# computational geometry – Mahalanobis distance of point to plane algorithm

I am trying to understand the Mahalanobis distance of a point from the plane given by this paper. The algorithm is given below:

1. Calculate covariance of point $$S_{uu}$$
2. Apply a whitening transform to the covariance matrix using SVD where $$S_{uu} = RVR^T$$. $$R$$ is the rotation matrix and $$V$$ is the scale $$V = diag(a^2, b^2, c^2)$$
3. The output is transformed into 3 homogenous 4×4 matrices

$$Rh = begin{bmatrix} R & 0 \ 0^T & 1 end{bmatrix}, Th = begin{bmatrix} I & 0 \ -u^T & 1 end{bmatrix}, Ah = diag(a,b,c,1)$$

where u is the centroid of the plane

4.The transformed plane is given by $$q = Ah*Rh*Th*p$$ where p is the planar parameters

My first question is regarding the whitening transform. I am not sure how it is being derived (its not given in the paper). If anyone can provide an intuitive explanation, that would be great.

**PROBLEM:** Reproduce verbatim the passage in the post on Mahalanobis distance from "I am trying" up to and including "would be great.".

**LISTING:**
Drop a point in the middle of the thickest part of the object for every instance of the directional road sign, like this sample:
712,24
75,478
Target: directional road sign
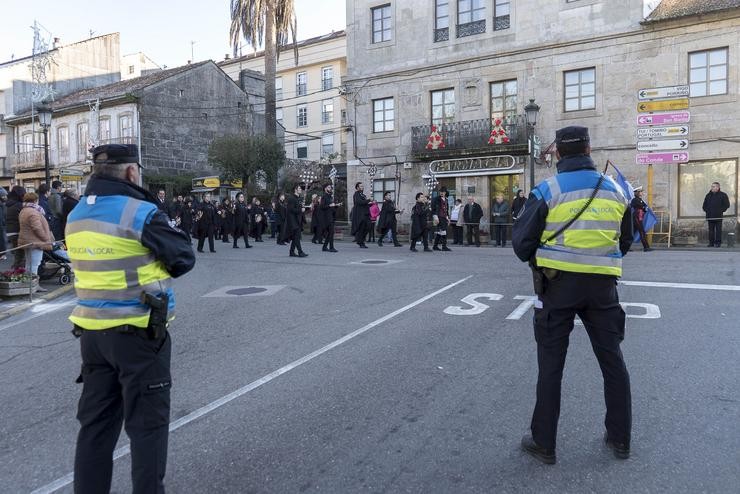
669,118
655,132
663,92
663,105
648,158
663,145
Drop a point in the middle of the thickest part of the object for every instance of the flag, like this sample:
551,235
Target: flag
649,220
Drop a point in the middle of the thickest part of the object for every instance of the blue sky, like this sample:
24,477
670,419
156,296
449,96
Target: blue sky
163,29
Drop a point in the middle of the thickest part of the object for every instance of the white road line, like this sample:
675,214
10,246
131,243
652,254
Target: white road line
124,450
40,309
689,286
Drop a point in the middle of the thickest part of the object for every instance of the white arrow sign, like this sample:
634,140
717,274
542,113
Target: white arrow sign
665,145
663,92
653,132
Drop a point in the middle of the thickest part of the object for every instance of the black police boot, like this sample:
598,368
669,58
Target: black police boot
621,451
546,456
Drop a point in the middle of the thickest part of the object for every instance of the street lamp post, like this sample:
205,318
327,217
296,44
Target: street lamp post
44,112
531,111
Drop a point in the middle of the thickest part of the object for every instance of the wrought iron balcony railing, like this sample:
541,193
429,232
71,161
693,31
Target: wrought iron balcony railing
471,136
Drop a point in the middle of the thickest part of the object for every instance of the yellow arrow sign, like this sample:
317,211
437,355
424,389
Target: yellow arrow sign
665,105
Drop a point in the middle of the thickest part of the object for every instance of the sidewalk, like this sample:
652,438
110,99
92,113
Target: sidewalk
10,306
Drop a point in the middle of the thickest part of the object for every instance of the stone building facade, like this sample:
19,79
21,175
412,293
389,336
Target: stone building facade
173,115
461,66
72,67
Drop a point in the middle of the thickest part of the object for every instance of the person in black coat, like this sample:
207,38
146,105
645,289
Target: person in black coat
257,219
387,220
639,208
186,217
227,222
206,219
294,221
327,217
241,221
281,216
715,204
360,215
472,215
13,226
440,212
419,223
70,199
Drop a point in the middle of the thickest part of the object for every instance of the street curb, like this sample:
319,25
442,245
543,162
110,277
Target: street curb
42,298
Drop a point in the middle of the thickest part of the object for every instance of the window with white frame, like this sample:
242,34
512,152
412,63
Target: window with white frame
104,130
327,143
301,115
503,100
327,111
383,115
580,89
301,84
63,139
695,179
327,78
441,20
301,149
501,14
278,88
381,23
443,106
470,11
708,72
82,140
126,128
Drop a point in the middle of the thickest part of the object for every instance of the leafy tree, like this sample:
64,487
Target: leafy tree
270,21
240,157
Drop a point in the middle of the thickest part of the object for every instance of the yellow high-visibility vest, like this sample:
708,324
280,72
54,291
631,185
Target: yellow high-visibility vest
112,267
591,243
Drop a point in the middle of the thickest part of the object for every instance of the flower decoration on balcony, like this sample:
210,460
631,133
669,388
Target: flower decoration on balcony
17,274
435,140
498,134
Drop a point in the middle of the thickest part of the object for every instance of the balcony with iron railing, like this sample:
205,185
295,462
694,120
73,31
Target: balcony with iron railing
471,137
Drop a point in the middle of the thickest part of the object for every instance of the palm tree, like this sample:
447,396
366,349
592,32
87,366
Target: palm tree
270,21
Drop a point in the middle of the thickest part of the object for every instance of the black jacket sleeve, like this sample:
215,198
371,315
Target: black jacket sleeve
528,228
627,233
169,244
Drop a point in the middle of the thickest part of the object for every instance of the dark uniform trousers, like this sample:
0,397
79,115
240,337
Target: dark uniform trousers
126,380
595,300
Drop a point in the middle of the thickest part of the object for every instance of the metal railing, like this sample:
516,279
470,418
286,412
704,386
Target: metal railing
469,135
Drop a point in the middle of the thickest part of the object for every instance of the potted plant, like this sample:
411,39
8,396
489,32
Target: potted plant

**ANSWER TO THE EXERCISE:**
I am trying to understand the Mahalanobis distance of a point from the plane given by this paper. The algorithm is given below:

1. Calculate covariance of point $$S_{uu}$$
2. Apply a whitening transform to the covariance matrix using SVD where $$S_{uu} = RVR^T$$. $$R$$ is the rotation matrix and $$V$$ is the scale $$V = diag(a^2, b^2, c^2)$$
3. The output is transformed into 3 homogenous 4×4 matrices

$$Rh = begin{bmatrix} R & 0 \ 0^T & 1 end{bmatrix}, Th = begin{bmatrix} I & 0 \ -u^T & 1 end{bmatrix}, Ah = diag(a,b,c,1)$$

where u is the centroid of the plane

4.The transformed plane is given by $$q = Ah*Rh*Th*p$$ where p is the planar parameters

My first question is regarding the whitening transform. I am not sure how it is being derived (its not given in the paper). If anyone can provide an intuitive explanation, that would be great.